§ Text
++++++++++
There are moments, especially in the middle of the book, when it’s hard to tell who Bert is writing to. Himself? The Movement? Some imagined England yet to come? The diary isn’t just a record, it becomes a staging ground for restoration. Not of democracy, or decency, or anything so abstract, but of the world as he remembers it: stable, English, and his.

What begins as a diary ends, by the final chapters, as a manifesto. The tone doesn’t change, Muller never breaks character, but the content hardens. Bert is groomed by men with medals and titles; he’s installed as the Seabourne branch secretary. “We are all local people here,” one tells him. “We must never give potential supporters the impression that we’re directed from some remote central office in London.” The line could pass for a Reform UK press release.

The Movement’s platform rests on two foundations: racial purity and national rebirth. One speaker, to enthusiastic applause, calls for Britain to “bring the white countries of the Empire into a dynamic United White Federation,” and demands “a full-scale deportation of racially inferior elements.” This isn’t the private bile of a provincial grocer. It’s a programme, with slogans, posters, and spreadsheets. The Movement promises to “cut like a sword through the knot of parliamentary sloth.” Bert volunteers to help sharpen it.

There’s no catharsis, no reckoning. Ronnie, his son, vanishes from the narrative. Margaret, his wife, remains remote. But Bert no longer needs them. The Movement gives him what the shop, the marriage, the doctor never could: purpose, a title, and somewhere to put the blame. His final lists, always the lists, now include names of potential sympathisers, tasks for the next rally, leaflets to distribute. He files the Leader’s letter next to his father’s inventory books, as though the two were part of the same national tradition.

“We do not need to take power by force… It will be possible for us to assume power by purely constitutional means… We may have to give destiny a gentle kick in the pants from time to time—just to hurry it up a little.” 

Muller is careful never to parody him. The prose stays dry, exact. The horror comes not from what is said, but from how reasonable it all sounds. Bert doesn’t rave. He itemises. He straightens the edge of the page.

Reading it now, in the age of Farage and Reform UK, it is impossible not to hear the echo. Bert is not deranged. He’s recognisable. He worries about immigration, takes pride in the flag, wants someone to tell people what to do for their own good—a paraphrase, but only just. He doesn’t oppose democracy; he simply thinks it’s no longer working properly. He wants a leader who can clear things up. He finds one. By the end, he’s no longer confused. He’s efficient.
++++++++++
§ Source data
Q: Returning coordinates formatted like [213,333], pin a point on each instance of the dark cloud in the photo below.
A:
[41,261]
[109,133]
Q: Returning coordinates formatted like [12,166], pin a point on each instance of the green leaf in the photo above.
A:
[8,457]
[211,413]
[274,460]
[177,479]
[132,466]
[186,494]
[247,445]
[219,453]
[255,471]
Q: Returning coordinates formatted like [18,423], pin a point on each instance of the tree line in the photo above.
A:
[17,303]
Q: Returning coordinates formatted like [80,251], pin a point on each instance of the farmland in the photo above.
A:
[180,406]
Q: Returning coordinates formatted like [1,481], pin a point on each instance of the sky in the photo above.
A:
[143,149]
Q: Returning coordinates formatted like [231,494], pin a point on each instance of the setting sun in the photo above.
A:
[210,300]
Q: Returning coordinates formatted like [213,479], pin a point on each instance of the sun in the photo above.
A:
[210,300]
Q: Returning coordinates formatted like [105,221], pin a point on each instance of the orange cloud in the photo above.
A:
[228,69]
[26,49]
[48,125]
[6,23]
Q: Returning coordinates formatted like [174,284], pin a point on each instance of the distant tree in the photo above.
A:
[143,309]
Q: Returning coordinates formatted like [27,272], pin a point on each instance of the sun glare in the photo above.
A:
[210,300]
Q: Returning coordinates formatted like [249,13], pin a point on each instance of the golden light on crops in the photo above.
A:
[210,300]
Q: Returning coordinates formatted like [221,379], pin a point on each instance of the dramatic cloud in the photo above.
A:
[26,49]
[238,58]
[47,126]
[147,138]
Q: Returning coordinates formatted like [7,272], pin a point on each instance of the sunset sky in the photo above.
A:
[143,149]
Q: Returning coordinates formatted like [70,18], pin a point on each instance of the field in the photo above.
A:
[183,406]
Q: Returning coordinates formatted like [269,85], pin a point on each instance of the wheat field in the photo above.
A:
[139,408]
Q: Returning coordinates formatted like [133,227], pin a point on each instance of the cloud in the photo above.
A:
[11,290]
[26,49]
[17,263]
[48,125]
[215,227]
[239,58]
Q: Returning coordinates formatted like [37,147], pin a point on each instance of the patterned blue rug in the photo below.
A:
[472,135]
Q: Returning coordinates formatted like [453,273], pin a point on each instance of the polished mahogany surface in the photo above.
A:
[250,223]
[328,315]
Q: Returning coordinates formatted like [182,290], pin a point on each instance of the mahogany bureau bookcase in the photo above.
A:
++++++++++
§ Required work
1 - Summarize the review in two sentences.
2 - According to the review, why does Bert no longer need his son Ronnie and his wife Margaret by the end? Answer in one or two sentences.
The items play no part in what follows.

§ Per-task outputs
1 - The review traces how Bert's diary turns from a record into a manifesto as he is drawn into the Movement, whose platform of racial purity and national rebirth becomes a programme he helps carry out as Seabourne branch secretary. Muller keeps the prose dry and never parodies him, so the horror comes from how reasonable it all sounds, and the reviewer finds Bert recognisable in the age of Farage and Reform UK.

2 - Bert no longer needs them because the Movement gives him what the shop, the marriage, and the doctor never could: purpose, a title, and somewhere to put the blame.